[Location labeling records]
----------
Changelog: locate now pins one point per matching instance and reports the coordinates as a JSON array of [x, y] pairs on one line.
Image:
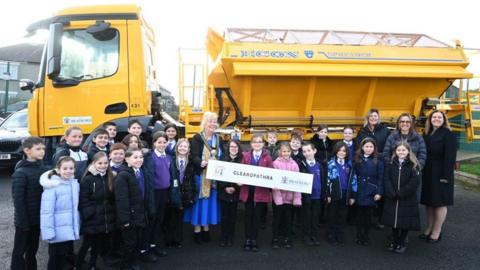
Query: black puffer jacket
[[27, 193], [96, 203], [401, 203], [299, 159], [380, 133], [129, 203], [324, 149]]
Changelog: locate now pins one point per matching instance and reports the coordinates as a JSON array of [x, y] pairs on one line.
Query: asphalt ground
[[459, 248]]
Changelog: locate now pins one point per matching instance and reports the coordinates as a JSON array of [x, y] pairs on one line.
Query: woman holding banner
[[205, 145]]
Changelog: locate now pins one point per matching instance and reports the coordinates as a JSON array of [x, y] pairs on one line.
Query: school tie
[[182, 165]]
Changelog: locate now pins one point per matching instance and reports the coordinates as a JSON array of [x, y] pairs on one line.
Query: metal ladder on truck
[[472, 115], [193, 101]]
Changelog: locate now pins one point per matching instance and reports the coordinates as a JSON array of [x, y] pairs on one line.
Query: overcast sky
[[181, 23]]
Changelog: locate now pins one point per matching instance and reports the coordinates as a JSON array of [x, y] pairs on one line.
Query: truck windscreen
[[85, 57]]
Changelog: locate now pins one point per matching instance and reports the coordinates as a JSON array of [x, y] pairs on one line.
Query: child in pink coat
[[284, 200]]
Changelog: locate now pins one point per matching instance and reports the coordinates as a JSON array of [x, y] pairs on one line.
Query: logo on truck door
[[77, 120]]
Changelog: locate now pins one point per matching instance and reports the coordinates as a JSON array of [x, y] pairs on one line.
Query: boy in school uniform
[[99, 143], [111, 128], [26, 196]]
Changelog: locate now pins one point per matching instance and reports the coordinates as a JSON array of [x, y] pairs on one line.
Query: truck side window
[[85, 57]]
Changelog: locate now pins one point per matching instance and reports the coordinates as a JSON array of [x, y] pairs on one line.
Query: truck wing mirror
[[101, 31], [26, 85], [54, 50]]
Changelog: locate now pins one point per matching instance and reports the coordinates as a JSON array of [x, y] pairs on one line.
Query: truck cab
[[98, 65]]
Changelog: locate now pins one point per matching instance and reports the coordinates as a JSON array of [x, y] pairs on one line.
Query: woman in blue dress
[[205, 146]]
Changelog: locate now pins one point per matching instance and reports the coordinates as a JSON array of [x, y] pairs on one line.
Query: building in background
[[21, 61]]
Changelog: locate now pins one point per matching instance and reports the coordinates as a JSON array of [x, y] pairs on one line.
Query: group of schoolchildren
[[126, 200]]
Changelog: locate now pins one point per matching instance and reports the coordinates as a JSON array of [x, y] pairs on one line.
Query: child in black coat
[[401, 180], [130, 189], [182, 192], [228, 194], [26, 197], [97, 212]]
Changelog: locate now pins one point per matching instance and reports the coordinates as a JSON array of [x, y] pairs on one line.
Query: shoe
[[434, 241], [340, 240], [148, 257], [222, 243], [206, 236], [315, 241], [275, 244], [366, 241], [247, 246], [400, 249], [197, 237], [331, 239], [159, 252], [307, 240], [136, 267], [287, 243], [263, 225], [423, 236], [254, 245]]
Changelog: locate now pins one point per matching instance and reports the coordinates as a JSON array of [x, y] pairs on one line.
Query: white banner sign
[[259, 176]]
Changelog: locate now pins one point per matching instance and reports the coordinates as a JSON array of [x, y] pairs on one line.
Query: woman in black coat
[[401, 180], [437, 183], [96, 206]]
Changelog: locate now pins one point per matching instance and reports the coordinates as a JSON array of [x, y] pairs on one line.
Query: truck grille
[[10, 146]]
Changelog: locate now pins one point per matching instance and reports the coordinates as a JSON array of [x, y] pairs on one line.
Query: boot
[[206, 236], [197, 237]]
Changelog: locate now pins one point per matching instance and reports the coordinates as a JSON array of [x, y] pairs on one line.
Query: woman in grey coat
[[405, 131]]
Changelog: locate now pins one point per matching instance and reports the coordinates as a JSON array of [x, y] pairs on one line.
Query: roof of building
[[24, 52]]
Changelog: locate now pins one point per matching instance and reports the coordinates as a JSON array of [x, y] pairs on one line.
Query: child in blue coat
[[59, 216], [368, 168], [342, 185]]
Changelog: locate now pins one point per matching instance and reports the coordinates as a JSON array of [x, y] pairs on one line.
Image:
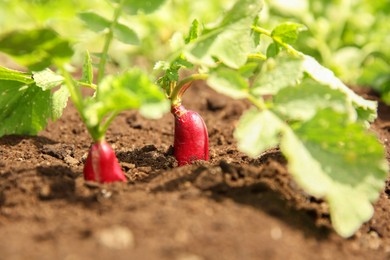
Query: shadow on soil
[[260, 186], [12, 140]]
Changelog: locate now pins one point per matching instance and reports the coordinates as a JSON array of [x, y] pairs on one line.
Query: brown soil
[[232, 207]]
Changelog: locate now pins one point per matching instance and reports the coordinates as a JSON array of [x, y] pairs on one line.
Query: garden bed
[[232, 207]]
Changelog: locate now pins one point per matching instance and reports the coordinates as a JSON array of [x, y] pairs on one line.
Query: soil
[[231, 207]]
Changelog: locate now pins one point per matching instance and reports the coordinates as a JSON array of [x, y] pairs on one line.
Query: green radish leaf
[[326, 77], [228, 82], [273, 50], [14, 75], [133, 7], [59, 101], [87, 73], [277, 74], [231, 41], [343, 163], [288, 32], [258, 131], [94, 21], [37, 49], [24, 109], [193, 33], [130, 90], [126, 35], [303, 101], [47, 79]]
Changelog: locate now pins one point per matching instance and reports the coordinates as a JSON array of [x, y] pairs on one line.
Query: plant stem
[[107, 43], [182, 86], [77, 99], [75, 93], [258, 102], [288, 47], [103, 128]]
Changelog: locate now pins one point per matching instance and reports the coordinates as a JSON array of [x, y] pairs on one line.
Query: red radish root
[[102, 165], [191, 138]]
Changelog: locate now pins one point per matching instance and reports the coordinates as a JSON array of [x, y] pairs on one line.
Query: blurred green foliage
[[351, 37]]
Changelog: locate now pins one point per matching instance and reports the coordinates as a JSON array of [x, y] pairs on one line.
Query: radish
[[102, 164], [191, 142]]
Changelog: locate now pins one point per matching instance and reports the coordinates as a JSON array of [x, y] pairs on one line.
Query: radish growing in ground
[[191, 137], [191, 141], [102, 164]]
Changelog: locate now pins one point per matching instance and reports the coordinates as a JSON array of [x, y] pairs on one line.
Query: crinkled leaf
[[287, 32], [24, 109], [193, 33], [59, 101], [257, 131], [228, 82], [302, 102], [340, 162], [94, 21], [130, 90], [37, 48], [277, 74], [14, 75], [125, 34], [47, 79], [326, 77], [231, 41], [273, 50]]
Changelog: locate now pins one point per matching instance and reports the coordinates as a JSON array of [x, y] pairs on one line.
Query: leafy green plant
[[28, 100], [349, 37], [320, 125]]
----------
* [Task prompt] Rewrite the rows from the start through the line containing "203], [324, 149]]", including the requests, with every x and y point coordinate in the answers scaled by 0.9 and rounded to the nearest whole number, halves rounded up. Include both end lines and omit the pictures.

* [Full response]
Changelog: locate now pins one point per matching instance and reports the coordinates as a JSON array of [x, y] pairs on one line.
Image:
Query: black puffer jacket
[[24, 174], [86, 183], [361, 183], [269, 143], [342, 120], [116, 183], [292, 134]]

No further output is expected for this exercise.